[Records from a data collection]
————

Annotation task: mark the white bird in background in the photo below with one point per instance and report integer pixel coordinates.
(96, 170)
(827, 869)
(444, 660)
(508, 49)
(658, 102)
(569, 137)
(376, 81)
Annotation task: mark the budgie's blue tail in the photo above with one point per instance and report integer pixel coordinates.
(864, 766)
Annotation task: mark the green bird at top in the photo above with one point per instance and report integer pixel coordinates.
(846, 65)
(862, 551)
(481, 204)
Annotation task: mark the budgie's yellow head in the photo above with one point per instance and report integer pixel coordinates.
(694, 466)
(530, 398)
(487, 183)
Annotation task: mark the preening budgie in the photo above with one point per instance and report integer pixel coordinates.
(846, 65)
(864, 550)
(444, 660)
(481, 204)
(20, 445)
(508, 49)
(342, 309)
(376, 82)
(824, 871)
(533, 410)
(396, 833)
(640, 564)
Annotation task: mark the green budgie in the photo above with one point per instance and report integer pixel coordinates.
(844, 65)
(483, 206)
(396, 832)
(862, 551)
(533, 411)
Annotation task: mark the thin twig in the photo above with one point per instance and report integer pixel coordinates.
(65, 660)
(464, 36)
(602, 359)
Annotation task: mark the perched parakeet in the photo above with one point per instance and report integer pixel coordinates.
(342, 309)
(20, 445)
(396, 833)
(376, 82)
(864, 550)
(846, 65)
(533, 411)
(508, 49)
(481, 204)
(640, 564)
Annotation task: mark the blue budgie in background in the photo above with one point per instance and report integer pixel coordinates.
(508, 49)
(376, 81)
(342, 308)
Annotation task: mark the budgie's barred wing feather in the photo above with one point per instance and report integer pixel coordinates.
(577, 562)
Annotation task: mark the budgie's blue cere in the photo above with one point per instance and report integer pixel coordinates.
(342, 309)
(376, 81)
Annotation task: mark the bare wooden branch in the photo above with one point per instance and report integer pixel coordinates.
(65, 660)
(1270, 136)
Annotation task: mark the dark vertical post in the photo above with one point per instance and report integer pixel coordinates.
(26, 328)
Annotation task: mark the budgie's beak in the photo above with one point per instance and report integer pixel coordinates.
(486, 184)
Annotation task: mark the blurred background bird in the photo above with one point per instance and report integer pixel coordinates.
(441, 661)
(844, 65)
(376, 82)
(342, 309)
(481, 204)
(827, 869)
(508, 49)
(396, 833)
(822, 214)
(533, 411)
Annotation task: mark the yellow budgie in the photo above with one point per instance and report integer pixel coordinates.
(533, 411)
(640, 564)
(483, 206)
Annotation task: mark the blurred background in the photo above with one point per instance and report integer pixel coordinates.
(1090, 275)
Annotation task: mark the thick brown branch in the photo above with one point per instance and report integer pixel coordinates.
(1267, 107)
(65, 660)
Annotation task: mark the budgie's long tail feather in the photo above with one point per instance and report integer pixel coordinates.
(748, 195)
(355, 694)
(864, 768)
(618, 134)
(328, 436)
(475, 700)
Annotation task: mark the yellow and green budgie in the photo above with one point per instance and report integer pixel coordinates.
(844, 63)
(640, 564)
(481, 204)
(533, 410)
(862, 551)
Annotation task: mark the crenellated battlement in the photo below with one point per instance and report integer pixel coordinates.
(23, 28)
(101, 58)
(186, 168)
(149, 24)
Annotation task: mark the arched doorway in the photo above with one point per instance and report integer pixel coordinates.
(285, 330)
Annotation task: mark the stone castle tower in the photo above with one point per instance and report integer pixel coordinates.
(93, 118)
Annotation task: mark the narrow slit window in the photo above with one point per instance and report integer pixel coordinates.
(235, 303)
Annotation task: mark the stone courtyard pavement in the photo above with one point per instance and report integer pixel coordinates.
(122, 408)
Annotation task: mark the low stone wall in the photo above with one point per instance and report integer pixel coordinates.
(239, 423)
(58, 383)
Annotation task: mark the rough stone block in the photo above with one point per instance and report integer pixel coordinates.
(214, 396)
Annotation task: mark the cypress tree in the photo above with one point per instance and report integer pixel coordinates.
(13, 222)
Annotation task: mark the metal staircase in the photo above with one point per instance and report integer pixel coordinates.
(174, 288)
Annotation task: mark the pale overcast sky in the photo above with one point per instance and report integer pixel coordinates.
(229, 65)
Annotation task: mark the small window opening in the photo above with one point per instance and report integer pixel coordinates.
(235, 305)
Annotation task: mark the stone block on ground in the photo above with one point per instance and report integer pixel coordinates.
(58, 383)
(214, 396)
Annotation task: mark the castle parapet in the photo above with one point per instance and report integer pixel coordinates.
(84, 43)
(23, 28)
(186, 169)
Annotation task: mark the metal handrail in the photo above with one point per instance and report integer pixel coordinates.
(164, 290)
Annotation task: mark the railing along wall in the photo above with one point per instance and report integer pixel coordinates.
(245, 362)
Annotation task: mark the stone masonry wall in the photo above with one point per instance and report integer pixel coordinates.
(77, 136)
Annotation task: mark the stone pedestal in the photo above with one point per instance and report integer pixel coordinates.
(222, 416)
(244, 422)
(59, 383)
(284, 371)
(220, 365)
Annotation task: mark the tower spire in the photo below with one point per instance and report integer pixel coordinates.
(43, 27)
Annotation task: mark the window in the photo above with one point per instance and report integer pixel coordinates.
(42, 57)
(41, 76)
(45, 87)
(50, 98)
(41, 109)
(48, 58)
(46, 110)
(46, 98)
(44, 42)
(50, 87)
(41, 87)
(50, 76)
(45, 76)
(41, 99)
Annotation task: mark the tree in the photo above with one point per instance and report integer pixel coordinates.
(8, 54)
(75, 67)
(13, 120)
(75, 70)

————

**Work to complete**
Could you repeat every record above exactly as it is written?

**Response area**
Annotation task: mark the white bird in background in the photo below with one point per instance and report integer pixel coordinates.
(96, 170)
(827, 869)
(444, 660)
(508, 49)
(658, 102)
(569, 137)
(376, 81)
Annotation task: mark the budgie's blue tail in the photo above with one point per instance and report integer pixel coordinates.
(864, 766)
Annotation task: mark the green bird at top in the photo above with one point per instance and report integer pixel coordinates.
(846, 65)
(862, 551)
(481, 204)
Annotation task: mark the budgie's yellow head in the photo above with one point per instance and report integer pixel coordinates.
(694, 466)
(530, 398)
(487, 183)
Annotation task: mark the preening budgie in the photo above with one point per instance and report integer pixel coordinates.
(846, 65)
(864, 550)
(444, 660)
(481, 204)
(20, 445)
(508, 49)
(342, 309)
(376, 82)
(824, 871)
(533, 410)
(396, 833)
(640, 564)
Annotation task: mark the green budgie in the photo above with one point per instance and report integer pixel coordinates.
(844, 65)
(483, 206)
(396, 832)
(862, 551)
(533, 411)
Annotation task: mark the thin twig in the photo above with one point per instance and report integer pixel coordinates.
(65, 660)
(464, 36)
(602, 359)
Annotation task: mark the perched parakeet in the photo above with one point per instance and report integer pixel coordinates.
(342, 309)
(20, 445)
(396, 833)
(376, 82)
(864, 550)
(846, 65)
(533, 411)
(508, 49)
(481, 204)
(640, 564)
Annotation task: mark the blue budgie in background in the photo above with one point per instance and report integer pixel coordinates.
(508, 49)
(376, 81)
(342, 308)
Annotation task: mark the budgie's barred wing feather in the photo above with one point per instance and report integer pixel coordinates.
(577, 562)
Annotation task: mark the budgie's blue cere in the photo above with one point per instance and report integer pixel coordinates.
(342, 309)
(376, 81)
Annotation task: mark the bare wooden branch in the photo above with one point per instance and report integer pixel coordinates.
(65, 660)
(1270, 136)
Annotation task: mark the dark vertical post in the photo above with one point per instance and report integer pixel coordinates.
(26, 328)
Annotation task: mark the budgie's beak in the photo above with one point per instance and report integer pixel coordinates.
(486, 184)
Annotation task: mark the blurred background bird in the photo above with one point per instance and report integer pixel coordinates.
(441, 661)
(844, 65)
(376, 82)
(342, 309)
(481, 204)
(827, 869)
(508, 49)
(396, 833)
(822, 214)
(533, 411)
Annotation task: mark the yellow budgie in the photo above with one point per instance and report integer pixel coordinates.
(533, 411)
(640, 564)
(483, 206)
Annotation task: mark the blurred background in the photo above with one point per instance and report integer pixel coordinates.
(1090, 275)
Annotation task: mark the thick brown branch in the photo above with one point per instance and report integer pixel coordinates.
(1267, 107)
(65, 660)
Annotation task: mark the budgie's long tail feather in the photo above with one point per instance and report integer pixel coordinates.
(748, 195)
(355, 694)
(864, 768)
(618, 134)
(328, 436)
(475, 700)
Annotation task: mark the yellow and green budgie in the photo above with one point per instance and report integer pixel coordinates.
(844, 63)
(640, 564)
(481, 204)
(533, 410)
(862, 551)
Annotation task: mark the crenellated battlement in the photo below with one point per instance and report integer pixel coordinates.
(23, 28)
(101, 58)
(186, 168)
(149, 24)
Annotation task: mark the arched doorway in the photo above with one point per instance and report integer pixel coordinates.
(285, 330)
Annotation task: mark the stone castle tower in the photo above with one point per instance and report integer pixel coordinates.
(93, 118)
Annotation task: mark the narrow slit window in the photo above with one point per instance and report integer pixel coordinates.
(235, 303)
Annotation task: mark the stone courtyard pavement in the photo above with one point per instance and report integer pixel coordinates.
(122, 408)
Annotation task: mark the low stone wall in the photo above with one point per instance and report integer pixel coordinates.
(239, 423)
(58, 383)
Annotation task: mark the rough stone block in the photo above with one point per instance and report integer pixel coordinates.
(214, 396)
Annotation task: mark the cypress tree in the photo above with one point per instance and report integer pixel coordinates.
(13, 222)
Annotation task: mark the metal staircase in the photo above with one point per instance and report integer pixel coordinates.
(174, 288)
Annotation task: mark the pale overcast sky in the photo above with one point per instance and report integer pixel coordinates.
(229, 65)
Annotation task: mark the small window opening in the photo above with one point per instance and report integer pixel coordinates.
(235, 305)
Annotation task: mark the stone block on ground in the photo above with one point per instance and report integer pixel coordinates.
(58, 383)
(214, 396)
Annotation task: mark the castle parapet in the photo above with one point per instance and report integer pixel coordinates.
(84, 43)
(23, 28)
(186, 169)
Annotation task: mark the metal handrail in the photo above with one point per instance and report integer pixel coordinates.
(164, 290)
Annotation task: mark the railing along wall in the photo above with one point per instance and report integer pixel coordinates.
(245, 362)
Annotation task: mark the stone masonry wall in the photo above with one point per instance and report integer pixel coordinates.
(77, 136)
Annotation task: mark the stone pedestal in the photo above with one point per instance and report integer pixel coordinates.
(222, 416)
(244, 422)
(59, 383)
(284, 371)
(220, 365)
Annotation task: mark the tower spire in the photo below with one point per instance and report integer pixel coordinates.
(43, 27)
Annotation task: mark the window in the photo above with one point per instance and report integer pixel coordinates.
(42, 57)
(41, 76)
(45, 87)
(50, 98)
(41, 109)
(48, 58)
(46, 110)
(46, 98)
(44, 42)
(50, 87)
(41, 87)
(50, 76)
(45, 76)
(41, 99)
Annotation task: mark the tree in the photo above with one point per instance and report integer pixel coordinates.
(8, 54)
(75, 67)
(13, 120)
(75, 70)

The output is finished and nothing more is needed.